* Start *

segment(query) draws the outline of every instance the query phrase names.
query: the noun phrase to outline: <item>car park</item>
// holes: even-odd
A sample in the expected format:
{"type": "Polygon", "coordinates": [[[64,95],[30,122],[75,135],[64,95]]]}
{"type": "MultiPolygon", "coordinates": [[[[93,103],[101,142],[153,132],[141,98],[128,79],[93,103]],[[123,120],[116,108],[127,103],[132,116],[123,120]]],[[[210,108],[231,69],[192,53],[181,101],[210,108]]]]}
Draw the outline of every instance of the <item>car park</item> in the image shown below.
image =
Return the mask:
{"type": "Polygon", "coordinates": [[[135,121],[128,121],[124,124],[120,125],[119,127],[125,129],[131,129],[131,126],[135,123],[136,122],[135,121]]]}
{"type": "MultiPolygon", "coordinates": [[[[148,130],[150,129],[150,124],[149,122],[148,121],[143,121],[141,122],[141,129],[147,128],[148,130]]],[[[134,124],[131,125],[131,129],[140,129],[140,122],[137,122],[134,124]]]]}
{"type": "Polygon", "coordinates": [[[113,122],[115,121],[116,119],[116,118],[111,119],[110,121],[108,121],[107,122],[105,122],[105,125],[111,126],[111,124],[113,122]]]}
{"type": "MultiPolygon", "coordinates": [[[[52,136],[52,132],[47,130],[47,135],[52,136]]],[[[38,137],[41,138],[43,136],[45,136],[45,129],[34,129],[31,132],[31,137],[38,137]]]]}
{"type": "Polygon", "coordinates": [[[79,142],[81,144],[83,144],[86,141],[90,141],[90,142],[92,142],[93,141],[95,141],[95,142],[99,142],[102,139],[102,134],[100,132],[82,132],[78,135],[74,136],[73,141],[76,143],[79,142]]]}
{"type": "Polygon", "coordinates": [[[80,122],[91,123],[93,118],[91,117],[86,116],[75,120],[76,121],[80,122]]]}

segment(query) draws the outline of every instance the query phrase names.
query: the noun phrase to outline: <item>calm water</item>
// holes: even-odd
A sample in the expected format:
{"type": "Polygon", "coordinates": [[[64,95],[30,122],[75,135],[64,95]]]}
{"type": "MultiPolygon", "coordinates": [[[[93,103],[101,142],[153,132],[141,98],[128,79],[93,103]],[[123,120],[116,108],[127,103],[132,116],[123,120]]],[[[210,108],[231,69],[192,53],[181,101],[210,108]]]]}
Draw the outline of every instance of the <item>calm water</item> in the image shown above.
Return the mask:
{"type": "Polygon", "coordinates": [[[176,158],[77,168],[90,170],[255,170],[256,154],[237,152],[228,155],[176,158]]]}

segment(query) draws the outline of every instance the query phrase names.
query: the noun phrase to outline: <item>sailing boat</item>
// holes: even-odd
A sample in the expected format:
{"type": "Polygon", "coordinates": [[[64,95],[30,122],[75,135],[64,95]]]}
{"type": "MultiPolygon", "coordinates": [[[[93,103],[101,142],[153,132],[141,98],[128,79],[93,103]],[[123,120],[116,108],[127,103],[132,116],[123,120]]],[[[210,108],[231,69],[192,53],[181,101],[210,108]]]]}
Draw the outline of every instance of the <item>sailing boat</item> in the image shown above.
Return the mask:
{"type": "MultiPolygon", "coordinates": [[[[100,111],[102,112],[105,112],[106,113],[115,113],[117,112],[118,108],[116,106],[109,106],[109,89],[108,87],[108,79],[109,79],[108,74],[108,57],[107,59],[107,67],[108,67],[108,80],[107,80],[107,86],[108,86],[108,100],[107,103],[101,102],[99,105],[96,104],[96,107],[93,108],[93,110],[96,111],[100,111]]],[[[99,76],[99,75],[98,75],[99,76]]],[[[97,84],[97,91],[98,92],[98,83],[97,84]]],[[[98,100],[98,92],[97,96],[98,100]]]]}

* End *

Exercise details: Extract all the entries word for word.

Task output:
segment(query) draws the outline of every instance the query phrase names.
query: the noun phrase to outline: <item>car park</item>
// holes: even-odd
A sample in the expected format:
{"type": "Polygon", "coordinates": [[[64,95],[30,122],[75,135],[64,95]]]}
{"type": "MultiPolygon", "coordinates": [[[[93,103],[101,142],[153,132],[141,98],[128,79],[93,103]],[[123,120],[116,108],[127,103],[132,116],[123,120]]],[[[210,108],[231,69],[192,53],[181,101],[210,108]]]]}
Draw the outline of every instance of the <item>car park</item> in the image shown below.
image =
Return the mask:
{"type": "Polygon", "coordinates": [[[135,121],[128,121],[124,124],[120,125],[119,127],[125,129],[131,129],[131,126],[135,123],[136,122],[135,121]]]}
{"type": "MultiPolygon", "coordinates": [[[[148,130],[150,129],[150,124],[149,122],[148,121],[143,121],[141,122],[141,129],[147,128],[148,130]]],[[[134,124],[131,125],[131,129],[140,129],[140,122],[137,122],[134,124]]]]}
{"type": "Polygon", "coordinates": [[[113,122],[115,121],[116,119],[116,118],[111,119],[110,121],[108,121],[107,122],[105,122],[105,125],[111,126],[111,124],[113,122]]]}
{"type": "MultiPolygon", "coordinates": [[[[52,136],[52,132],[47,130],[47,135],[52,136]]],[[[38,137],[41,138],[43,136],[45,136],[45,129],[34,129],[31,132],[31,137],[38,137]]]]}
{"type": "Polygon", "coordinates": [[[79,142],[81,144],[83,144],[86,141],[90,141],[90,142],[92,142],[93,141],[95,141],[95,142],[99,142],[102,139],[102,134],[100,132],[82,132],[78,135],[74,136],[73,141],[76,143],[79,142]]]}
{"type": "Polygon", "coordinates": [[[80,122],[91,123],[93,118],[91,117],[86,116],[75,120],[76,121],[80,122]]]}

segment(query) draws the outline of every instance the query phrase names.
query: the noun phrase to outline: <item>calm water</item>
// holes: even-odd
A sample in the expected format:
{"type": "Polygon", "coordinates": [[[64,95],[30,122],[75,135],[64,95]]]}
{"type": "MultiPolygon", "coordinates": [[[[93,103],[101,142],[153,132],[141,98],[128,79],[93,103]],[[123,120],[116,108],[127,103],[132,116],[123,120]]],[[[210,108],[231,69],[192,53],[181,101],[210,108]]]]}
Draw the outline of every instance of the <item>calm water</item> in the image shown above.
Return the mask:
{"type": "Polygon", "coordinates": [[[176,158],[77,168],[90,170],[255,170],[256,154],[237,152],[228,155],[176,158]]]}

segment(query) draws the outline of every instance the query phrase names.
query: the noun phrase to outline: <item>sailing boat</item>
// holes: even-odd
A sample in the expected format:
{"type": "Polygon", "coordinates": [[[64,95],[30,122],[75,135],[64,95]]]}
{"type": "MultiPolygon", "coordinates": [[[[93,103],[101,142],[153,132],[141,98],[128,79],[93,103]],[[123,120],[116,108],[127,103],[132,116],[123,120]]],[[[210,108],[231,69],[192,53],[181,101],[210,108]]]]}
Draw the outline of every instance of the <item>sailing boat</item> in the image shown above.
Return the mask:
{"type": "MultiPolygon", "coordinates": [[[[100,111],[102,112],[105,112],[106,113],[115,113],[117,112],[118,108],[116,106],[109,106],[109,89],[108,87],[108,79],[109,79],[108,74],[108,57],[107,59],[107,67],[108,67],[108,80],[107,80],[107,86],[108,86],[108,100],[107,103],[101,102],[99,105],[96,104],[96,107],[93,108],[93,110],[96,111],[100,111]]],[[[99,76],[99,75],[98,75],[99,76]]],[[[97,84],[97,91],[98,92],[98,83],[97,84]]],[[[98,100],[98,92],[97,96],[98,100]]]]}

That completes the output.